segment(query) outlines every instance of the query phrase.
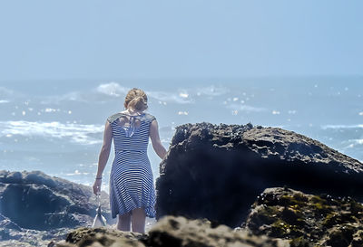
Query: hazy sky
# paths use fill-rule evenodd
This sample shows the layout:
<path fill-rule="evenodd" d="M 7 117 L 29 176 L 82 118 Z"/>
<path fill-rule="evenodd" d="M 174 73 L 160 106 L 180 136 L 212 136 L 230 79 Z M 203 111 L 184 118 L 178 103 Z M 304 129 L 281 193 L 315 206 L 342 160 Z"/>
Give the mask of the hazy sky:
<path fill-rule="evenodd" d="M 2 0 L 0 81 L 357 75 L 361 0 Z"/>

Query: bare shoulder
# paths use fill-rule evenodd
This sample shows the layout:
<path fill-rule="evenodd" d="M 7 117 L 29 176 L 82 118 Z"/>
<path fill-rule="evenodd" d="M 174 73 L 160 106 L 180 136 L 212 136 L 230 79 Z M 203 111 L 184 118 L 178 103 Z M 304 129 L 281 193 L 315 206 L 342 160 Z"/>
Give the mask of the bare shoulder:
<path fill-rule="evenodd" d="M 113 114 L 113 115 L 111 115 L 110 117 L 108 117 L 107 118 L 107 121 L 109 122 L 109 123 L 113 123 L 113 122 L 114 122 L 117 119 L 119 119 L 120 117 L 121 117 L 121 113 L 120 112 L 117 112 L 117 113 L 115 113 L 115 114 Z"/>
<path fill-rule="evenodd" d="M 152 123 L 153 120 L 156 120 L 155 116 L 150 114 L 150 113 L 145 113 L 145 119 L 147 119 L 148 122 Z"/>

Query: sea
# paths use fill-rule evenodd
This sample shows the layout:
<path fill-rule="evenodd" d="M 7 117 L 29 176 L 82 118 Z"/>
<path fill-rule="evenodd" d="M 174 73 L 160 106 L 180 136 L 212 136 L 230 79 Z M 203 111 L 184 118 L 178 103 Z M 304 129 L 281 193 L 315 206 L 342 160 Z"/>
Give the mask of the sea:
<path fill-rule="evenodd" d="M 34 171 L 92 185 L 107 117 L 143 90 L 168 150 L 186 123 L 279 127 L 363 160 L 363 77 L 42 80 L 0 81 L 0 170 Z M 161 158 L 151 141 L 153 178 Z M 114 155 L 103 172 L 108 192 Z"/>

* * * * * * *

Rewrite all the records, changing every "sample" to "template" and keeping everything else the same. Leave the pictures out.

segment(query) outlines every instance of the query phrase.
Query: hazy sky
# paths use fill-rule evenodd
This template shows the layout:
<path fill-rule="evenodd" d="M 7 117 L 29 176 L 82 118 Z"/>
<path fill-rule="evenodd" d="M 174 73 L 160 106 L 180 136 L 212 136 L 230 79 Z M 203 111 L 184 118 L 178 103 Z M 304 129 L 281 193 L 315 206 L 342 160 Z"/>
Give the mask of the hazy sky:
<path fill-rule="evenodd" d="M 2 0 L 0 81 L 357 75 L 361 0 Z"/>

Query: bare shoulder
# paths use fill-rule evenodd
This template shows the layout:
<path fill-rule="evenodd" d="M 7 117 L 29 176 L 82 118 Z"/>
<path fill-rule="evenodd" d="M 174 73 L 160 106 L 180 136 L 212 136 L 230 79 Z M 203 111 L 184 118 L 178 103 Z M 304 129 L 281 193 L 315 206 L 342 160 Z"/>
Give the mask of the bare shoulder:
<path fill-rule="evenodd" d="M 113 114 L 113 115 L 111 115 L 110 117 L 108 117 L 107 118 L 107 121 L 109 122 L 109 123 L 113 123 L 113 122 L 114 122 L 117 119 L 119 119 L 120 117 L 121 117 L 121 113 L 120 112 L 117 112 L 117 113 L 115 113 L 115 114 Z"/>
<path fill-rule="evenodd" d="M 152 123 L 153 120 L 156 120 L 155 116 L 150 114 L 150 113 L 145 113 L 145 119 L 147 119 L 148 122 Z"/>

Query: sea
# paths use fill-rule evenodd
This template shows the layout:
<path fill-rule="evenodd" d="M 7 117 L 29 176 L 82 118 Z"/>
<path fill-rule="evenodd" d="M 174 73 L 160 106 L 180 136 L 212 136 L 230 79 Z M 203 111 L 184 118 L 178 103 Z M 304 129 L 281 193 L 315 206 L 342 160 Z"/>
Give the mask of the sea:
<path fill-rule="evenodd" d="M 34 171 L 92 185 L 107 117 L 143 90 L 168 150 L 186 123 L 279 127 L 363 160 L 363 77 L 42 80 L 0 81 L 0 170 Z M 161 158 L 151 141 L 153 178 Z M 114 155 L 103 172 L 108 192 Z"/>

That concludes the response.